___ BLOC DE TEXTE ___
J'ai juste reçu un nouveau sms le lendemain qui me disait : "Merci de m avoir sauve la vie".
Et des messages comme celui-ci, on n'en reçoit pas tous les jours non plus.
Sauvez-moi est un leitmotiv récurrent dans les nombreux courriers que Nicolas Thomas enverra à la commissaire divisionnaire Sophie Ponchartrain.
Condamné à mort suite à son arrestation et à son jugement pour le viol et le meurtre de quatre femmes au début des années 60 , c'est finalement le général De Gaulle qui lui a accordé la grâce présidentielle.
La commissaire avait cependant encore la possibilité de le sauver de l'enfermement à perpétuité.
Il lui suffisait pour cela d'avouer qu'elle avait triché pour obtenir ses aveux.
"Il était catégorique : ces aveux avaient été extorqués."
Mais sa culpabilité ne laissait de toute façon aucune part au doute, et c'est en réussissant à manipuler cet homme qui proclamait pourtant son innocence que la carrière de Sophie Ponchartrain a décollé.
Elle s'est imposée grâce à ce coup d'éclat dans la police machiste de l'époque et sa carrière n'a eu de cesse d'évoluer.
Trente ans plus tard, Nicolas Thomas est libéré pour bonne conduite.
Il a été un détenu exemplaire, discret, solitaire, qui après de premières années difficiles a su s'adapter et ne jamais faire de vagues. Il était naïf et simplet, il ressort éduqué et prêt à démarrer une nouvelle vie.
Mais pourquoi, dans ce contexte où, à cinquante ans, il retrouve enfin l'extérieur, appelle-t-il encore au secours son ennemie jurée, celle qui l'a fait tomber et a toujours refusé de lui tendre le moindre petit doigt ?
"S'il savait comme je n'en n'ai rien à faire, de lui et de ses lettres, songe Sophie Ponchartrain."
Pourquoi écrire encore "Sauvez-moi" à la divisionnaire ? le sauver de quoi cette fois ? de ses pulsions ? D'un piège qu'on lui a tendu ?
Ou le message n'est-il qu'ironique, tel un bras d'honneur ?
___ LIGNES DE DONNÉES ___
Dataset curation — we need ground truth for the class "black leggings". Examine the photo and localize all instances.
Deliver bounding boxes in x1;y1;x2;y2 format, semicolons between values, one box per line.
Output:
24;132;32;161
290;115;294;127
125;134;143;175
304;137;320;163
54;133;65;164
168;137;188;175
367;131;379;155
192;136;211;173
___
[CONSIGNE À SUIVRE]
Mettez à jour le texte, s'il vous plaît : reprenez le passage qui commence aux mots "Il lui suffisait" et s'arrête après "pour bonne conduite.", en remplaçant "Trente ans" par "Vingt-cinq ans". Appuyez-vous uniquement sur le texte.

[RÉPONSE COMPLÈTE]
Il lui suffisait pour cela d'avouer qu'elle avait triché pour obtenir ses aveux.
"Il était catégorique : ces aveux avaient été extorqués."
Mais sa culpabilité ne laissait de toute façon aucune part au doute, et c'est en réussissant à manipuler cet homme qui proclamait pourtant son innocence que la carrière de Sophie Ponchartrain a décollé.
Elle s'est imposée grâce à ce coup d'éclat dans la police machiste de l'époque et sa carrière n'a eu de cesse d'évoluer.
Vingt-cinq ans plus tard, Nicolas Thomas est libéré pour bonne conduite.